• [Description of the task] Lines holding the string "with" in the listing below are to be copied.
■ ■ ■ ■ ■
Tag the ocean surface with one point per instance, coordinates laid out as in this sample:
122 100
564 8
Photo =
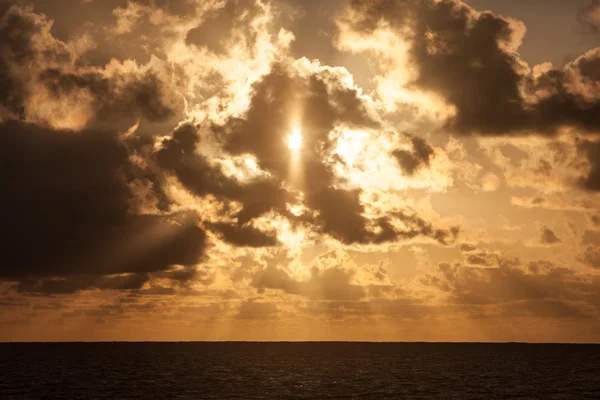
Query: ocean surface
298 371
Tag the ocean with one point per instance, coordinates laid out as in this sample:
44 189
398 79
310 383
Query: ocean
■ ■ ■ ■ ■
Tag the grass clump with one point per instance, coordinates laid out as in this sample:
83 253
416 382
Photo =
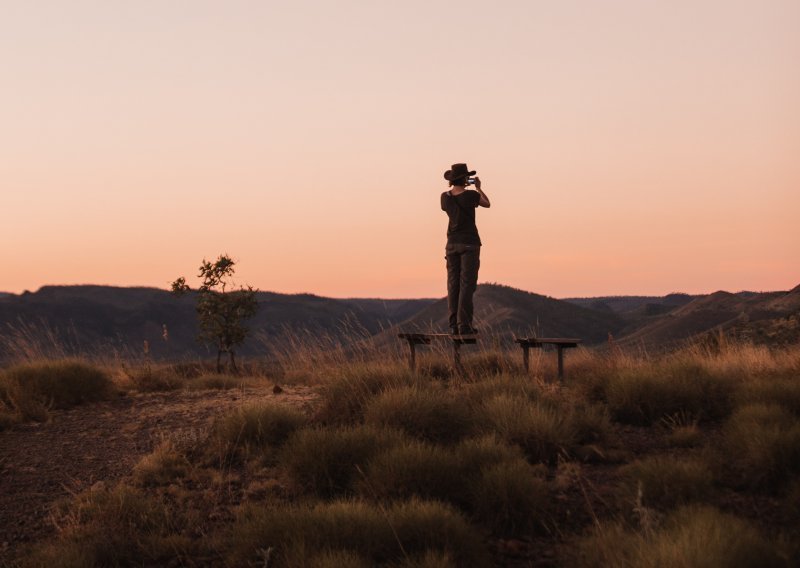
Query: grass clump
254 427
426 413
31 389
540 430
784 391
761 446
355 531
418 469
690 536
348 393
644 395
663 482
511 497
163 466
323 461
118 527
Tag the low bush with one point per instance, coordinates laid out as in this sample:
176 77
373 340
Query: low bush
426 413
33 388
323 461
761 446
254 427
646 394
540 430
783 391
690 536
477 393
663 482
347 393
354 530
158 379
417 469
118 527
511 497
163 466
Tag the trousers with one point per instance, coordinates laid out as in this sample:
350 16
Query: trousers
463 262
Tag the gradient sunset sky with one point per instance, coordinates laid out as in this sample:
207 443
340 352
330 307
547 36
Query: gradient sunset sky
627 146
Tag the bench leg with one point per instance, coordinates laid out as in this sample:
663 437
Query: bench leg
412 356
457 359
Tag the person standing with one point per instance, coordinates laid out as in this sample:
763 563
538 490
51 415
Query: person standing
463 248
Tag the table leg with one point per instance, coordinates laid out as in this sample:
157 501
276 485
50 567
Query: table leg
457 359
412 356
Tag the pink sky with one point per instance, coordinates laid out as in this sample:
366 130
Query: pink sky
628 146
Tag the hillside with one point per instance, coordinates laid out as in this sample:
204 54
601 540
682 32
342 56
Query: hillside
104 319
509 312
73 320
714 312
■ ■ ■ ■ ■
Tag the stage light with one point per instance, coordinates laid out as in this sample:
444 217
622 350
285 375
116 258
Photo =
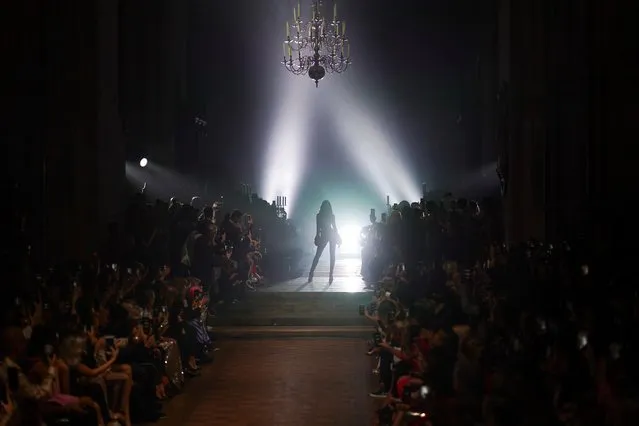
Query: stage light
■ ■ ■ ■ ■
• [Result of this exercise]
Tag the ocean surface with one point per instance, coordinates laid out as in this sample:
Tag the ocean with one point per instance, coordinates laid out as in this sample:
Tag the grass clump with one point per instance, coordinates laid out as in this sample:
Tag the low bush with one point per instance, coordinates laid out as in this sample:
Tag the trousers with one point per instance, coordinates laid out as in this sample:
Tag the gradient sunset sky with one point per instance, coordinates laid out as in this sample:
Tag the bench leg with one point per instance, coordinates laid out as in this sample:
Tag the person standing with one point per instance, coordinates laid out as in this sample:
Tag the table leg with one point per instance, coordinates laid out as in this sample:
Tag the pink sky with one point per instance, coordinates laid out as in this sample:
Tag the hillside with one point per instance, coordinates laid out as in this sample:
Tag the stage light with one point per instance, coordinates laid out as in this sample:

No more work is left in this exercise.